--- WHAT IS REQUIRED ---
Translate this sentence from the personal post below into Spanish: "Then again, it could be from KCC but that program's been retired for at least four or five years."

With this whole trend in Latino pop going on, do you think Jon Secada is throwing a tantrum in a flophouse in Miami going, "Fuck fuck fuck! Why couldn't I have just waited a few fucking years!"

Speaking of pain in the ass, my Gramma has to stop answering the fucking phone. Either that or I need my own line. She's old and she's deaf and she can't understand a single word anybody's saying and she has absolutely no clue how to take a frickin message. Apparently someone named Chong Kim called for me saying that she needed a tutor for her son. What the living fuck?!

As if the English Department would recommend ME for anything. Then again, it could be from KCC but that program's been retired for at least four or five years.

I don't think I could handle tutoring again anyway, but shit, it could have been money!

Speaking of being retired, I can't believe how much trouble I can manage to get into. I'm sick goddamnit. I'm dying here! Someone has to seriously cut me some fucking slack so I can fucking heal. I HAVE SINUS PROBLEMS DAMNIT!

--- GIVEN DATA ---
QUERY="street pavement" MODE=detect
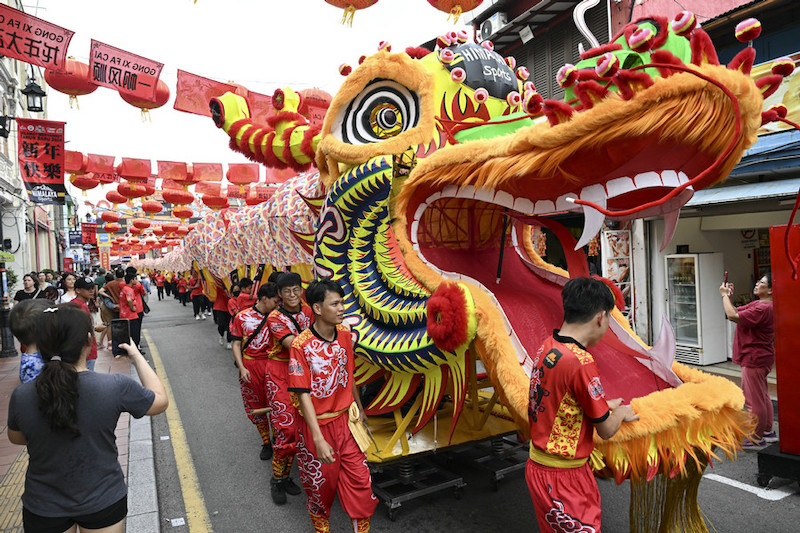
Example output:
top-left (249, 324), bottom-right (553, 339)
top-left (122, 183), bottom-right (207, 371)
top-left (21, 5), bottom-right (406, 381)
top-left (144, 298), bottom-right (800, 533)
top-left (0, 295), bottom-right (800, 533)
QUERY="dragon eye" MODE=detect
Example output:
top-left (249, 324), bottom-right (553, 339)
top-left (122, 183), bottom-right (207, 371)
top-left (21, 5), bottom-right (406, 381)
top-left (333, 80), bottom-right (419, 144)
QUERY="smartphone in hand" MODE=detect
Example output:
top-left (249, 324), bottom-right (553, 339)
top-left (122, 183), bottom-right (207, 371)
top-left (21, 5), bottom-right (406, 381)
top-left (111, 318), bottom-right (131, 352)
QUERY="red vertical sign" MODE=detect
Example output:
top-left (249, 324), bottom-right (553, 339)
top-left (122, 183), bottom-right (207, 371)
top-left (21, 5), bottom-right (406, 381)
top-left (0, 4), bottom-right (75, 72)
top-left (89, 39), bottom-right (164, 101)
top-left (17, 118), bottom-right (67, 205)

--- WRITTEN ANSWER ---
Aunque, pensándolo bien, podría ser de KCC, pero ese programa lleva al menos cuatro o cinco años retirado.